* Do this:
Edit the rows below so that every occurrence of "formatted like" becomes "written as". Reproduce all other text without change.

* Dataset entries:

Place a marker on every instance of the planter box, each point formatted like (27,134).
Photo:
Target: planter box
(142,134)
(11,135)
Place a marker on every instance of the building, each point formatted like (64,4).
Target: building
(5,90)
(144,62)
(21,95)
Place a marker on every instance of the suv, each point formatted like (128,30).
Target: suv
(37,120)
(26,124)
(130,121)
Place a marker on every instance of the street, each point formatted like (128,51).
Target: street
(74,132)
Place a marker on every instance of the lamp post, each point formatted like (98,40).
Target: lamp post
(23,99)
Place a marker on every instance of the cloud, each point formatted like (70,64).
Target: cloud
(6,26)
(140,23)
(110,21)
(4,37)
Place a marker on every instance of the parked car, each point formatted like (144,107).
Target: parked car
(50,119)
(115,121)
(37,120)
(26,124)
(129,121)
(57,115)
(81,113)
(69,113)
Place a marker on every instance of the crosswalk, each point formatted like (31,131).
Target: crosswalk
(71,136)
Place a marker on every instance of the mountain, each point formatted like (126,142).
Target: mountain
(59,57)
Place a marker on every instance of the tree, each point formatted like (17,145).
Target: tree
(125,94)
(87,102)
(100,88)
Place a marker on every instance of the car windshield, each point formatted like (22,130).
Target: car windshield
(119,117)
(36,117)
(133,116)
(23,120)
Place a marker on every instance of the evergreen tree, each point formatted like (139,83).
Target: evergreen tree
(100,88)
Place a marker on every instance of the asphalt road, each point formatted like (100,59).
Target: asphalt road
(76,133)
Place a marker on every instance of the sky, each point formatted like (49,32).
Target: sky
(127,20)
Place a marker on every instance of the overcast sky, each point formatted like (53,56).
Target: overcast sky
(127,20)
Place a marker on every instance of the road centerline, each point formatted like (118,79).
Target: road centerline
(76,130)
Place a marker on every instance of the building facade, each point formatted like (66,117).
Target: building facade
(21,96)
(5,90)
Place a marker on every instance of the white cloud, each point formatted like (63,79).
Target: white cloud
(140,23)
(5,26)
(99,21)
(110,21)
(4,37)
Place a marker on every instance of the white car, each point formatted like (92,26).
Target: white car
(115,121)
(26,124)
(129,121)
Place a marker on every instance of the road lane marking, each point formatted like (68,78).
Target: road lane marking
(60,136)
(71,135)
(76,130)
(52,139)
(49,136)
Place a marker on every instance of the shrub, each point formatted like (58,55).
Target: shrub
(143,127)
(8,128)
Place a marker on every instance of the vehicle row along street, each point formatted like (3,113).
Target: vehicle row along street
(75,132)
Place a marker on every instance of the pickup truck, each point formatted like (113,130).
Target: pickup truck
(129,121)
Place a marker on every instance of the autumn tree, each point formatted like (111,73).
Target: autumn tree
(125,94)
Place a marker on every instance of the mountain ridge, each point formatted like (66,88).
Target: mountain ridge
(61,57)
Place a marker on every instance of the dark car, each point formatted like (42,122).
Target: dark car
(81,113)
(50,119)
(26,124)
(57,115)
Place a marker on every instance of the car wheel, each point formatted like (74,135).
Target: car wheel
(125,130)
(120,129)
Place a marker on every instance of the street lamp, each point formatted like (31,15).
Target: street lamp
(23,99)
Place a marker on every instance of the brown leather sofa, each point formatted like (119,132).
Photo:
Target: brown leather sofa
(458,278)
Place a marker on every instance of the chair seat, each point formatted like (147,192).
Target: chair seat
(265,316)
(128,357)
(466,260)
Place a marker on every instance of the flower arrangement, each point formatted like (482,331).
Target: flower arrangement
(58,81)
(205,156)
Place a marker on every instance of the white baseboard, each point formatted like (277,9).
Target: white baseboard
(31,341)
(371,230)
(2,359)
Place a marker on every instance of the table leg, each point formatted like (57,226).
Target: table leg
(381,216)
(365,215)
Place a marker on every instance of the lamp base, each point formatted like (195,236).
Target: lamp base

* Output below:
Place a marker on every instance of the planter box, each point written as (27,134).
Photo:
Target: planter box
(142,134)
(11,135)
Place a marker on every instance of the building, each point written as (64,4).
Target: building
(5,90)
(144,62)
(21,95)
Place a marker on every instance of the suv, each point written as (128,30).
Target: suv
(37,120)
(26,124)
(130,121)
Place a marker on every instance of the street, each point written as (128,51).
Target: street
(74,132)
Place a marker on every instance of the lamp post, each point written as (98,40).
Target: lamp post
(23,99)
Place a marker on every instance of the cloud, each point written as (70,64).
Target: cloud
(6,26)
(140,23)
(110,21)
(4,37)
Place a marker on every instance of the parked car, each point written as (144,107).
Target: parked car
(50,119)
(115,121)
(37,120)
(26,124)
(129,121)
(57,115)
(81,113)
(69,113)
Place a marker on every instance of the crosswalk, each point written as (31,131).
Target: crosswalk
(71,136)
Place a marker on every instance of the mountain, each point written as (126,142).
Target: mountain
(59,57)
Place a marker on every instance of the tree, each point written as (17,145).
Target: tree
(125,94)
(87,102)
(100,88)
Place a marker on every instance of the car windshield, each point written as (22,130).
Target: car windshield
(119,117)
(36,117)
(133,116)
(23,120)
Place a marker on every instance of the evergreen tree, each point written as (139,83).
Target: evergreen tree
(100,88)
Place a marker on every instance of the asphalt road, each point written as (100,59).
Target: asphalt road
(76,133)
Place a marker on every instance of the sky, each point written as (49,32).
Target: sky
(127,20)
Place a marker on every instance of the overcast sky, each point written as (53,56).
Target: overcast sky
(127,20)
Place a marker on every instance of the road centerline, each point written as (118,79).
Target: road centerline
(76,130)
Place a marker on every instance of the building facade, each point written as (66,117).
Target: building facade
(21,96)
(5,90)
Place a marker on every instance of the white cloud, each point written as (63,79).
Target: white cloud
(140,23)
(5,26)
(99,21)
(110,21)
(4,37)
Place a marker on every instance of the white car, each point written as (92,26).
Target: white car
(115,121)
(26,124)
(129,121)
Place a marker on every instance of the road lane marking, each point written as (68,78).
Target: road lane marking
(60,136)
(71,135)
(76,130)
(52,139)
(49,136)
Place a marker on every instance of the shrub, each point written as (58,55).
Target: shrub
(143,127)
(8,128)
Place a marker on every instance of the vehicle row along street, each point written as (3,113).
Target: vehicle row along street
(75,132)
Place a marker on every instance of the pickup truck, each point written as (113,130).
Target: pickup truck
(129,121)
Place a marker on every instance of the autumn tree, each point written as (111,73).
Target: autumn tree
(125,94)
Place a marker on every instance of the mountain ridge, each point written as (66,88).
Target: mountain ridge
(61,57)
Place a marker on every instance of the dark car, each point written as (42,122).
Target: dark car
(81,113)
(50,119)
(26,124)
(57,115)
Place a marker on every instance of the car wheel, each point written as (74,135).
Target: car wheel
(125,130)
(120,129)
Place a marker on every instance of the street lamp, each point written as (31,15).
Target: street lamp
(23,99)
Place a marker on every instance of the brown leather sofa, each point written as (119,132).
Photo:
Target: brown leather sofa
(458,278)
Place a marker on every instance of the chair seat, each point written as (147,192).
Target: chair seat
(265,316)
(128,357)
(466,260)
Place a marker on every instance of the flower arrangement, each point written as (482,331).
Target: flower arrangement
(58,81)
(205,156)
Place a marker on every instance of the white baseboard, each point written as (277,9).
Target: white baseboard
(31,341)
(371,230)
(2,359)
Place a marker on every instance of the table leg, each point written as (57,226).
Target: table leg
(381,216)
(365,215)
Place a marker on every instance of the lamp base, each point written as (195,236).
Target: lamp base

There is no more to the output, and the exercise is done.